Required action
Please go line by line and repeat the data below exactly, with no images.

(Dataset entries)
· · · · · · ·

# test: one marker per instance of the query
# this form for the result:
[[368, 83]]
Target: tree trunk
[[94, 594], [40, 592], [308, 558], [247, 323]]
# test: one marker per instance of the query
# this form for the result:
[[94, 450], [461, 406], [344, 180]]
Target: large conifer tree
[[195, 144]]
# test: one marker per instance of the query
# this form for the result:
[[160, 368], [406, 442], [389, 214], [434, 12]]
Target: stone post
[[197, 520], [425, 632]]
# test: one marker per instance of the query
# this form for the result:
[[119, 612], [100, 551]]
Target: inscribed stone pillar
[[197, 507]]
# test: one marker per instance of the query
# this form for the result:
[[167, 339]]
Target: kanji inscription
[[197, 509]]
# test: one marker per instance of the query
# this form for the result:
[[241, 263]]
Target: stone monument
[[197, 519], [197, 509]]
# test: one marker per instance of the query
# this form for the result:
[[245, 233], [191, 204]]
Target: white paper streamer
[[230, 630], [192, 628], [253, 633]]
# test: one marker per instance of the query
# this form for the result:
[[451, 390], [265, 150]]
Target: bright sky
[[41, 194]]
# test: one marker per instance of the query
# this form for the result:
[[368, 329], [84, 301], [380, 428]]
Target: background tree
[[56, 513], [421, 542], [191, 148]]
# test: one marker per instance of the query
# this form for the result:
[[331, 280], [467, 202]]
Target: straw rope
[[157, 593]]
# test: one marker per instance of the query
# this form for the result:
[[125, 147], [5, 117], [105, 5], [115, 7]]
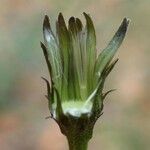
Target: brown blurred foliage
[[125, 124]]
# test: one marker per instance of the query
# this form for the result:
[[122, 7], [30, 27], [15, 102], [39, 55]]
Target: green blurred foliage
[[125, 123]]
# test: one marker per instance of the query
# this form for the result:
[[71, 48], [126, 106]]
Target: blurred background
[[125, 124]]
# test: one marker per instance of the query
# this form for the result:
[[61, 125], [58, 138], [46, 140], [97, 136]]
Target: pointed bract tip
[[46, 23]]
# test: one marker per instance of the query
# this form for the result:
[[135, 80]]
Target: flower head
[[77, 74]]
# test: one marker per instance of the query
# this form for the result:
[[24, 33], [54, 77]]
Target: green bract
[[77, 74]]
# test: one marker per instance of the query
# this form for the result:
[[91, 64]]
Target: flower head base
[[77, 74]]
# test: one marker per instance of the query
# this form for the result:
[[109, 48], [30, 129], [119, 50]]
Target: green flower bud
[[77, 74]]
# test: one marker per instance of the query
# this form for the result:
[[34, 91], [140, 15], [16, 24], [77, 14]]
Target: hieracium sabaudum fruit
[[77, 75]]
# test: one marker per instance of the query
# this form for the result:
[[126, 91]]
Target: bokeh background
[[125, 124]]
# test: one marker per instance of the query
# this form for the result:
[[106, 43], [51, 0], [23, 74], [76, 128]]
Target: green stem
[[77, 143]]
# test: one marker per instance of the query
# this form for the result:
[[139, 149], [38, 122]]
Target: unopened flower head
[[77, 72]]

· · · · · · ·

Written answer
# test: one marker per instance of the query
# this form for the result:
[[368, 83]]
Target: tree trunk
[[94, 594], [40, 592], [308, 558], [247, 323]]
# test: one marker per instance of the query
# this form for the result:
[[94, 450], [461, 406], [344, 180]]
Target: large conifer tree
[[195, 144]]
# test: one marker per instance of the query
# this form for the result:
[[160, 368], [406, 442], [389, 214], [434, 12]]
Target: stone post
[[197, 520], [425, 632]]
# test: one marker per instance of the query
# this form for the result:
[[119, 612], [100, 551]]
Target: inscribed stone pillar
[[197, 507]]
# test: one marker per instance of the query
# this form for the result:
[[167, 339]]
Target: kanji inscription
[[197, 509]]
# test: one marker per instance of the query
# this form for the result:
[[241, 263]]
Target: stone monument
[[197, 519], [197, 509]]
# test: one marker per instance of the query
# this form for the result:
[[245, 233], [191, 204]]
Target: white paper streamer
[[230, 630], [192, 628], [253, 633]]
# test: one marker per instance of the query
# this form for the result:
[[451, 390], [265, 150]]
Target: bright sky
[[41, 194]]
# test: one marker per instance of the query
# this form for the result:
[[368, 329], [84, 301], [380, 428]]
Target: background tree
[[56, 513], [421, 542], [191, 148]]
# test: one marker per instance of the query
# this form for the result:
[[331, 280], [467, 202]]
Target: straw rope
[[157, 593]]
# test: one marker per instance of the query
# this form for the result:
[[125, 147], [5, 117], [105, 5], [115, 7]]
Target: brown blurred foliage
[[125, 124]]
# test: one marker per instance of the query
# this form for the result:
[[122, 7], [30, 27], [15, 102], [39, 55]]
Target: green blurred foliage
[[125, 123]]
# test: one marker per instance of the query
# this form for the result:
[[71, 48], [126, 106]]
Target: blurred background
[[125, 124]]
# test: one marker per instance of the query
# this form for the result:
[[61, 125], [58, 138], [46, 140], [97, 136]]
Target: pointed bract tip
[[46, 23]]
# test: one marker per instance of the query
# this form for the result:
[[135, 80]]
Target: flower head
[[77, 74]]
# test: one marker per instance of the query
# this form for the result:
[[24, 33], [54, 77]]
Target: green bract
[[77, 74]]
# test: one marker per instance of the query
# this form for the result:
[[91, 64]]
Target: flower head base
[[77, 74]]
# test: one marker per instance of the query
# this form for the result:
[[109, 48], [30, 129], [119, 50]]
Target: green flower bud
[[77, 74]]
# test: one marker per instance of the query
# this form for the result:
[[34, 91], [140, 15], [16, 24], [77, 14]]
Target: hieracium sabaudum fruit
[[77, 75]]
# test: one marker per instance of the query
# this form for the result:
[[126, 91]]
Target: bokeh background
[[125, 124]]
# test: one marker per instance of the query
# this form for the result:
[[106, 43], [51, 0], [23, 74], [76, 128]]
Target: green stem
[[77, 143]]
# test: one marker per instance of the query
# this form for the result:
[[139, 149], [38, 122]]
Target: unopened flower head
[[77, 72]]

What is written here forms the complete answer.